Without social awareness and relational skills, boundaries create distance rather than connection. Communicating your needs is important, but so is understanding how you impact other people.

Look at human intelligence and wellness across four pillars:

    1. Self-Awareness (Know Yourself)
    2. Social Awareness (Know Others)
    3. Self Management (Lead Yourself)
    4. Relationship Management (Manage Relationships)

Understand Your Strengths and Areas for Growth

Leading balanced lives requires skills derived from each quadrant. Use this as a roadmap for assessing your current strengths and charting a path for growth in other areas.


 

✅ Having Self-Awareness without ⛔ Social Awareness and Management

On the flip side of struggling to set boundaries, self-awareness without social skills gives rise to the “boundary warrior.” The boundary warrior has no issue understanding their own needs and preferences. However, their communication of those needs often creates tension or distance, with little effort to understand the other person’s perspective.

This is a gap in both social awareness and social management. While they recognize the importance of boundaries, this person resists when others set boundaries in response to their behavior. They view other people’s boundaries as a threat to their freedom to behave as they wish. They don’t often grasp the impact they have on others, but they can still sense the tension. Feeling tension without the skills to understand or manage it creates emotional overwhelm. Without comprehension, the mind fills in the blanks with assumptions rooted in fear, shame, or defensiveness. “I must have messed up.” “They’re mad at me.” “This is going to get worse.” So they ghost. Ghosting bypasses the discomfort rather than enduring the labor of understanding, communicating, and repairing. They don’t disappear because they don’t care, but because they’re socially under-practiced.

## TASKS FOR THIS EXERCISE
a) Summarize the passage on boundaries in two sentences.
b) Reproduce everything in the passage on boundaries from "This is a gap" down to "they’re socially under-practiced.".
The items after this point are separate material from the passage on boundaries.

## LISTED RECORDS
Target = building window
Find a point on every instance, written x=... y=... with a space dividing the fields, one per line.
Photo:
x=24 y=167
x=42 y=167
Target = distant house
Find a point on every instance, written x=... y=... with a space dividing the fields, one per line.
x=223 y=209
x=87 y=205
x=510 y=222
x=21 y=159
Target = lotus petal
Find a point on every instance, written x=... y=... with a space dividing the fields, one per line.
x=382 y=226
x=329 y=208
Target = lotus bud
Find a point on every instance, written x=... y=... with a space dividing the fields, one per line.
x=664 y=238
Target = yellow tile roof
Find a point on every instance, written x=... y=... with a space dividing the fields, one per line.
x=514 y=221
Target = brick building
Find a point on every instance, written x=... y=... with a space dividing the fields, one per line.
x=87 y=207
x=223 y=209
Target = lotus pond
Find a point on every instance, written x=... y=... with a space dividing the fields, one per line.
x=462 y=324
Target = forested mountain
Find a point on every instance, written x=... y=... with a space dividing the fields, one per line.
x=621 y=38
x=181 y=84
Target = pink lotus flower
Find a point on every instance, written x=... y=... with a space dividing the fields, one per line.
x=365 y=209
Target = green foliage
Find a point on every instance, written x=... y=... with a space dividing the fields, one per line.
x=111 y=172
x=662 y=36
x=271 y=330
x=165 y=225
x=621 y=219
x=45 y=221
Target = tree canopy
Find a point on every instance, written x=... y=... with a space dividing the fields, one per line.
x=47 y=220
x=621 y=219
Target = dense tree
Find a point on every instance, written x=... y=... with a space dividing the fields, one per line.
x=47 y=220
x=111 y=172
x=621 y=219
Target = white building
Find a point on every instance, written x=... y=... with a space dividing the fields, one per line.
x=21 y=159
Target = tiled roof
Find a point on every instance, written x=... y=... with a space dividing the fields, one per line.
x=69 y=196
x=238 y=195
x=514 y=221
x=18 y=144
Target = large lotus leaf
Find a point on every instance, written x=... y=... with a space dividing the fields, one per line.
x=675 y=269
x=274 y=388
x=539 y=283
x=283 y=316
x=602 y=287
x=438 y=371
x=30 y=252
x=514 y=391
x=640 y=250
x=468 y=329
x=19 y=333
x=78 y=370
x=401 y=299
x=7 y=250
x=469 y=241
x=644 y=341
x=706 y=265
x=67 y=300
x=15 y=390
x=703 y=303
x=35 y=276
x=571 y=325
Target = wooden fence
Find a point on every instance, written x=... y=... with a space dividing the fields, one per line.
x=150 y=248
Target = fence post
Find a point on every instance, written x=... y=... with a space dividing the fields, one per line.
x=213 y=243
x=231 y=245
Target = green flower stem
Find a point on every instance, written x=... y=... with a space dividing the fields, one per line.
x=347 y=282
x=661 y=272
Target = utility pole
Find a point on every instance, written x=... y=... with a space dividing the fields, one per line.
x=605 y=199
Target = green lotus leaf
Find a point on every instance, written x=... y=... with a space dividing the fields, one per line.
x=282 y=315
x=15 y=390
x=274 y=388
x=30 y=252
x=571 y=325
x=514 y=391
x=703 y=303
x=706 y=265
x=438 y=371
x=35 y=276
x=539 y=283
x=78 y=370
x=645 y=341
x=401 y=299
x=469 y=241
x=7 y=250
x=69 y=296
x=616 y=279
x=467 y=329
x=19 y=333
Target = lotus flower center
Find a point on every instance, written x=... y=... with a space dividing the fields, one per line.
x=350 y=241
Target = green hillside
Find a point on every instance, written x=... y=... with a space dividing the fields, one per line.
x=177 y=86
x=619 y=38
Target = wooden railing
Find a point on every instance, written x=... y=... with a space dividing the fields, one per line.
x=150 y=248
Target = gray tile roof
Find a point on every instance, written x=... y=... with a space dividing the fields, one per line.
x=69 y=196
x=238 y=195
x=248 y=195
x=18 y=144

---

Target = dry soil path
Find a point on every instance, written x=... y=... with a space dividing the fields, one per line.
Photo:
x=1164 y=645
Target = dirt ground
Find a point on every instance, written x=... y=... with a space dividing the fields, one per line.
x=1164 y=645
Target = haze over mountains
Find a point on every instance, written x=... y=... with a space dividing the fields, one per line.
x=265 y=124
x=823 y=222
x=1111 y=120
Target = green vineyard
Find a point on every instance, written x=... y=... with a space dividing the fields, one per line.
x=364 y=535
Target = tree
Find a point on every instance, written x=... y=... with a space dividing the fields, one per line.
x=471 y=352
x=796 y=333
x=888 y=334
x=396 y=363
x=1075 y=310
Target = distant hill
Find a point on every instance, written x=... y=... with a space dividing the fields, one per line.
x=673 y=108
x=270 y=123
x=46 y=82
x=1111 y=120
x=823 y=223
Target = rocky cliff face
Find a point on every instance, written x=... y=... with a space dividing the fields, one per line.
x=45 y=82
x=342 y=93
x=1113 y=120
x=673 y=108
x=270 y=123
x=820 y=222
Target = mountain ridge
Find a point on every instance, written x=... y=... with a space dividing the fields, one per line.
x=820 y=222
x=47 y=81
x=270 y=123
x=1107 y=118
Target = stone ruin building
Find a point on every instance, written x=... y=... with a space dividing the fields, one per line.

--

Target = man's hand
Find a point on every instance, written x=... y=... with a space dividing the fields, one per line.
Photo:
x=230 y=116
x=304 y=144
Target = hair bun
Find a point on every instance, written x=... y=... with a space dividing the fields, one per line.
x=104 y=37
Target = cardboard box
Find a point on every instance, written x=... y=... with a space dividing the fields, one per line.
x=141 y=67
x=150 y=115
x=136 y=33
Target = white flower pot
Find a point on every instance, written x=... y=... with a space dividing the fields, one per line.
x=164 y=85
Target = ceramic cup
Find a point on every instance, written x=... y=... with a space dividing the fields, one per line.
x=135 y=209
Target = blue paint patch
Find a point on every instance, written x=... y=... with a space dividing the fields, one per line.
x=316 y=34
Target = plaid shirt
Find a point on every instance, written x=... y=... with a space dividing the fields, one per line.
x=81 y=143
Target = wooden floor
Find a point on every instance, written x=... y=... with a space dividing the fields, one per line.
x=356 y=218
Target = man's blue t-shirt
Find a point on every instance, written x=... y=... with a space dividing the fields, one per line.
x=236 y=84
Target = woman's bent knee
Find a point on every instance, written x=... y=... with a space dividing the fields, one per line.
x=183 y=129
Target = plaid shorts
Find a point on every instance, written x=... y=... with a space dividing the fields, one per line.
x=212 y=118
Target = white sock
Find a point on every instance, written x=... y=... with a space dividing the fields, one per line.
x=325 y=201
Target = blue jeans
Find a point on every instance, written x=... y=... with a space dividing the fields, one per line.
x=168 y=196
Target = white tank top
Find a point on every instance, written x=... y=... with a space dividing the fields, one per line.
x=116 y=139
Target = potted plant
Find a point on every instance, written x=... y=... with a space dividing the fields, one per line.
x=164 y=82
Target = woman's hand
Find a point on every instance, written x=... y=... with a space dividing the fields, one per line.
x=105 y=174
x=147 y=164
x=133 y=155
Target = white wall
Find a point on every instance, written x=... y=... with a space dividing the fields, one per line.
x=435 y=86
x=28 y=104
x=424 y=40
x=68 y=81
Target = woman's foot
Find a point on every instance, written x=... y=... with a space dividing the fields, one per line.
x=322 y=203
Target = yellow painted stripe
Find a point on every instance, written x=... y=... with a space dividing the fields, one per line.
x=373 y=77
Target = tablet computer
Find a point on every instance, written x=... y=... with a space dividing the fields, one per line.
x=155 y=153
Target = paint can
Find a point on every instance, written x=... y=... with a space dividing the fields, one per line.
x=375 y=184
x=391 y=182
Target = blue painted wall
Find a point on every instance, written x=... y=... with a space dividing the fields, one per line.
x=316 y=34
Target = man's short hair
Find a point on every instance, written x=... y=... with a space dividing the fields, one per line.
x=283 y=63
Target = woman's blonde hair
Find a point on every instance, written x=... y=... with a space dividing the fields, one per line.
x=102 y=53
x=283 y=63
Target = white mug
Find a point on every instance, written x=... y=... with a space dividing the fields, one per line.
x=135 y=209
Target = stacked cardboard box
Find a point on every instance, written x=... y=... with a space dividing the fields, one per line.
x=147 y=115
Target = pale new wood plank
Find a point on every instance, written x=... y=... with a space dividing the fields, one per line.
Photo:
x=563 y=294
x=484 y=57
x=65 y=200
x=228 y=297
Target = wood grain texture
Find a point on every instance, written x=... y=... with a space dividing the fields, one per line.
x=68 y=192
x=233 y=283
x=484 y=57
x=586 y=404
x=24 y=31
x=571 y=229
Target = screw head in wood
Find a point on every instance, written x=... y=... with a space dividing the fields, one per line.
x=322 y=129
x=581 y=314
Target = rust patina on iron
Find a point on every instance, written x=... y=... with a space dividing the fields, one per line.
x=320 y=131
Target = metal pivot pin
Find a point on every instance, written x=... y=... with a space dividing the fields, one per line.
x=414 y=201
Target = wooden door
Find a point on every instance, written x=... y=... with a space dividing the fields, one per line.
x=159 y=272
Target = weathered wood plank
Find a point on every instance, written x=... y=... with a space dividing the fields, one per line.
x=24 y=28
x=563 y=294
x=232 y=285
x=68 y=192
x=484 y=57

## RESULTS BY TASK
a) The passage frames human intelligence and wellness in four pillars (self-awareness, social awareness, self management, and relationship management) and states that without social awareness and relational skills, boundaries create distance rather than connection. It describes the "boundary warrior," who understands their own needs but communicates them in ways that create tension and resists others' boundaries, then ghosts when overwhelmed by tension they cannot understand or manage, not from a lack of caring but from being socially under-practiced.

b)
This is a gap in both social awareness and social management. While they recognize the importance of boundaries, this person resists when others set boundaries in response to their behavior. They view other people’s boundaries as a threat to their freedom to behave as they wish. They don’t often grasp the impact they have on others, but they can still sense the tension. Feeling tension without the skills to understand or manage it creates emotional overwhelm. Without comprehension, the mind fills in the blanks with assumptions rooted in fear, shame, or defensiveness. “I must have messed up.” “They’re mad at me.” “This is going to get worse.” So they ghost. Ghosting bypasses the discomfort rather than enduring the labor of understanding, communicating, and repairing. They don’t disappear because they don’t care, but because they’re socially under-practiced.